• **WORK TASK**
Each line of the listing is to be retyped exactly as given.

• **INFORMATION SUPPLIED**
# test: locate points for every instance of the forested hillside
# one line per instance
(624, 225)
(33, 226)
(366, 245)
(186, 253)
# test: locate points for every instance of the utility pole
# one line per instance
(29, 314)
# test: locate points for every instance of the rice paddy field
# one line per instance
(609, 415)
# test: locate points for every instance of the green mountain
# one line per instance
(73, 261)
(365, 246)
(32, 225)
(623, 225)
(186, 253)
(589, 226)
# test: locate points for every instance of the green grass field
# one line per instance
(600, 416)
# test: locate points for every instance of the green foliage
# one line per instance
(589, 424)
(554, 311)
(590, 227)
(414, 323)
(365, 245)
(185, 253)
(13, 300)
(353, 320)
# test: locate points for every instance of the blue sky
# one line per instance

• **THE ANSWER**
# test: locate points for every instance of the forested hillside
# one line per instance
(624, 225)
(33, 226)
(366, 245)
(186, 253)
# test: locate points for every instance of the utility pole
# one line per instance
(29, 314)
# test: locate points for every instance of the rice paddy field
# one line per instance
(609, 415)
# test: locate points for every instance of the green mountain
# one line per instance
(73, 261)
(365, 246)
(32, 225)
(623, 225)
(186, 253)
(589, 226)
# test: locate points for every instance of the green grass field
# one line per instance
(600, 416)
# test: locate points for every instance of the green foliage
# one line per instance
(589, 424)
(554, 311)
(590, 227)
(414, 323)
(365, 245)
(185, 253)
(13, 300)
(353, 320)
# test: locate points for every instance of the blue sky
# one line per instance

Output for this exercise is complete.